DIRECTIVE A:
Answer these questions using the essay on polygamy and the history of marriage:
(i) Before America was colonized, what did many Native tribes practice?
(ii) On what understanding were the European confines of marriage based?
(iii) By which century had marriage come to be understood under a Christian doctrine as a man and woman consenting to enter a marriage contract?
DIRECTIVE B: Using the essay on polygamy and the history of marriage, list every element of the 18th-century understanding of marriage under Christian doctrine.
DIRECTIVE C:
For each statement, say whether the essay on polygamy and the history of marriage agrees with it, and quote the words that decide it:
(i) At the time of early colonial settlement, the pervasive view was that women were the lesser of men.
(ii) The modes of marriage have stayed largely the same throughout time.
(iii) The normative understanding of marriage in early America has typically been one of heterosexual monogamy.

--- DOCUMENT SECTION ---

Polygamy: Constitutionally Unprotected, But Should It Be?

Written by Alexa Cinque, L’26

The institution of marriage has existed across cultures and centuries.[1] While the reasons, modes, and even execution of marriage has varied quite substantially throughout time, one cannot help but wonder how the modern concept in the U.S. came to be. The history of marriage in America may be far more colorful than one might think. Before America was colonized, many  Native tribes in the Americas had vast understandings and practices of marriage, with many practicing what we now recognize as polygamy.[2]

However, with the European colonizers came their understanding and execution of marriage, which had long held that monogamy was the only recognizable form of a relationship.[3] These confines of marriage were based on a Christian understanding of family and social order.[4] Under this European definition, monogamy not only upheld, but benefited society as it, in theory, provided support for children and controlled sexual desires.[5] Even further, during the early settlement of the colonies, there were many actors, both locally and globally, vying for control over these “new” lands, and new settlements needed to seize control over the populations within them to maximize their investments in the colonies.[6] One mode of controlling populations is through implementing gender roles and dictating how gender functions within the societal hierarchy.[7] The pervasive view at this time was that women were the lesser of men.[8]

This is where the institution of marriage in America as we know it today started. By the 18th century, this understanding was further developed under a Christian doctrine to be a man and woman consenting to enter a marriage contract, legally becoming one under the law with the man at the head of the house and each spouse having exclusive sexual access to each other.[9] The normative understanding of marriage in early America has typically been one of heterosexual monogamy.

--- GIVEN ENTRIES ---

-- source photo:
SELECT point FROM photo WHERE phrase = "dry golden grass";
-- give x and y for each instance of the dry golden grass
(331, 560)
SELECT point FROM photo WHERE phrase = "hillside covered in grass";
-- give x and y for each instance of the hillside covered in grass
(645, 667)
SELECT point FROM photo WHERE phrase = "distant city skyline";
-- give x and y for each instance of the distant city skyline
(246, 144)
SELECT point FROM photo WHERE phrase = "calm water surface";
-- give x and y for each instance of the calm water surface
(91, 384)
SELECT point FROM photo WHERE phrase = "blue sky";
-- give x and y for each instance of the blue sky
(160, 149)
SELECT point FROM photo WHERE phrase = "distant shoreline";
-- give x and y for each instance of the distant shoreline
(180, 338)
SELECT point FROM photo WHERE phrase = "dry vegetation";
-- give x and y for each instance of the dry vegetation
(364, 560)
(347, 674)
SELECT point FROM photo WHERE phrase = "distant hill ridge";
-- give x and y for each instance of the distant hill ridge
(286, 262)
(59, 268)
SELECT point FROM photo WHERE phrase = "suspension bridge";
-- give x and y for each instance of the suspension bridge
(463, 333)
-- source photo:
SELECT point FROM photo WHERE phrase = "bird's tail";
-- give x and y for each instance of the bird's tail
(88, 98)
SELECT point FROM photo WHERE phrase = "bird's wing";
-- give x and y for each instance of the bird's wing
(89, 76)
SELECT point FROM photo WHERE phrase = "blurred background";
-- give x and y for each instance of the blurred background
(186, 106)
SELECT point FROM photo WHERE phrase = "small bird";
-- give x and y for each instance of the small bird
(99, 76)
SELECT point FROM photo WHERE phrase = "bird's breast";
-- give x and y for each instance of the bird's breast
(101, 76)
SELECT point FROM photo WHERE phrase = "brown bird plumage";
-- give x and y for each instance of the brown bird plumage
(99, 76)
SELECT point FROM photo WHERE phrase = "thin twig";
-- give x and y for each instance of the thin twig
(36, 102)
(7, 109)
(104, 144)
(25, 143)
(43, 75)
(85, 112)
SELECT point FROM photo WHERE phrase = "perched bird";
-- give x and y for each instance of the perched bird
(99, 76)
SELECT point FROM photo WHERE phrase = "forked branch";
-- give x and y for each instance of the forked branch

---

ANSWER A:
(i) Many Native tribes practiced what we now recognize as polygamy.
(ii) They were based on a Christian understanding of family and social order.
(iii) By the 18th century.

ANSWER B:
- A man and woman consenting to enter a marriage contract
- Legally becoming one under the law
- The man at the head of the house
- Each spouse having exclusive sexual access to each other

ANSWER C:
(i) Yes: "The pervasive view at this time was that women were the lesser of men."
(ii) No: "the reasons, modes, and even execution of marriage has varied quite substantially throughout time"
(iii) Yes: "The normative understanding of marriage in early America has typically been one of heterosexual monogamy."